Objective
Transcribe the records in full, keeping every character as it is.

Exercise materials
________________________________________
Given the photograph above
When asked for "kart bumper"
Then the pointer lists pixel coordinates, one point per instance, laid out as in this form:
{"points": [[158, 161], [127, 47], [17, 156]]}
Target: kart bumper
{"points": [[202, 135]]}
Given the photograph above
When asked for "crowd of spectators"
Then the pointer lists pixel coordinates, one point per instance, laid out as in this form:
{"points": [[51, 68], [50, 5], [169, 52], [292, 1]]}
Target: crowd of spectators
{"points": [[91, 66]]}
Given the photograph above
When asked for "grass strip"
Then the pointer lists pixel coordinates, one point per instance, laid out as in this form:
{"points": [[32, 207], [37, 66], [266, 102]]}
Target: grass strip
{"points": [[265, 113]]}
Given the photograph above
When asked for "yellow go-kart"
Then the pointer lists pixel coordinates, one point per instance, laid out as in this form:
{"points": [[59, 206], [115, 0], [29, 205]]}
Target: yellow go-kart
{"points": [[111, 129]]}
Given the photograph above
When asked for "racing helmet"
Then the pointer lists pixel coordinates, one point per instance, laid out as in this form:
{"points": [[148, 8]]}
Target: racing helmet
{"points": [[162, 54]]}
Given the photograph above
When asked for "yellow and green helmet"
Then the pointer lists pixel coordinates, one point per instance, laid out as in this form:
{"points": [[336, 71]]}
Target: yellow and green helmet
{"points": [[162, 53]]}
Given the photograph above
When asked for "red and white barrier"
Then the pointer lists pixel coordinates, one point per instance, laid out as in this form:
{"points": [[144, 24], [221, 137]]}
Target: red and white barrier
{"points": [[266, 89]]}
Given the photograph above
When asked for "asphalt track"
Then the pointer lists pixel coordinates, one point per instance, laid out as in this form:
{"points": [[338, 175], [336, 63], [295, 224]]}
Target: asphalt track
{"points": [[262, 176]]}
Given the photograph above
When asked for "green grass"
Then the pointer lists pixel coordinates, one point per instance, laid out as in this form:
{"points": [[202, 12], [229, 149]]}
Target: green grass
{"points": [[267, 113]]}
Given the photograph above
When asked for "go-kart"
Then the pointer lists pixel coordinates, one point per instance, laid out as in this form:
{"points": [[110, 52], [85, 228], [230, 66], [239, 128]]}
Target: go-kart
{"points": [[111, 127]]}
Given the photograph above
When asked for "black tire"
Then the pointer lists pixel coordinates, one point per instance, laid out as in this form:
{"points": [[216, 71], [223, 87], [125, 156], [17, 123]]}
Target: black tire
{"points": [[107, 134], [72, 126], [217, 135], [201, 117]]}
________________________________________
Final answer
Given the photograph above
When asked for "kart bumper"
Then the pointer lists pixel coordinates, one point per instance, laid out as in this form:
{"points": [[158, 161], [127, 47], [17, 156]]}
Target: kart bumper
{"points": [[202, 135]]}
Given the photograph above
When asked for "crowd of spectators"
Then the pointer lists pixel coordinates, one point per instance, laid out as in this form:
{"points": [[51, 68], [50, 5], [169, 52], [292, 1]]}
Target: crowd of spectators
{"points": [[91, 66]]}
Given the photograph above
When asked for "grass strip"
Then the pointer lists pixel coordinates, one point per instance, laid out as in this form:
{"points": [[32, 207], [37, 66], [266, 102]]}
Target: grass strip
{"points": [[265, 113]]}
Given the photograph above
When asked for "yellow go-kart"
Then the pointer lists pixel coordinates, one point per instance, laid out as in this form:
{"points": [[59, 206], [115, 0], [29, 205]]}
Target: yellow go-kart
{"points": [[111, 129]]}
Given the photograph above
When asked for "racing helmet"
Then the pointer lists pixel coordinates, one point per instance, laid out as in this form:
{"points": [[148, 8]]}
Target: racing helmet
{"points": [[162, 54]]}
Given the photograph above
When asked for "yellow and green helmet"
Then the pointer lists pixel coordinates, one point per instance, laid out as in this form:
{"points": [[336, 71]]}
Target: yellow and green helmet
{"points": [[162, 53]]}
Given the photograph above
When asked for "red and white barrier"
Then the pointer lists pixel coordinates, one point per instance, laid out as in this form:
{"points": [[144, 24], [221, 137]]}
Target: red and white barrier
{"points": [[266, 89]]}
Given the photograph above
When asked for "asphalt track"
Then the pointer lists pixel coordinates, one point per instance, laid out as in this form:
{"points": [[338, 175], [336, 63], [295, 224]]}
Target: asphalt track
{"points": [[262, 176]]}
Given the photograph above
When asked for "green grass"
Then the pointer lists pixel coordinates, one point per instance, laid out as in this form:
{"points": [[202, 12], [229, 149]]}
Target: green grass
{"points": [[267, 113]]}
Given the photograph above
When asked for "go-kart"
Then the pointer lists pixel coordinates, one point per instance, laid out as in this form:
{"points": [[110, 52], [85, 228], [230, 66], [239, 128]]}
Target: go-kart
{"points": [[111, 127]]}
Given the photograph above
When asked for "black tire"
Then the pointer lists pixel coordinates, one point per instance, laid out as in this form:
{"points": [[216, 71], [223, 87], [125, 156], [17, 123]]}
Target: black tire
{"points": [[107, 134], [72, 126], [217, 135], [201, 117]]}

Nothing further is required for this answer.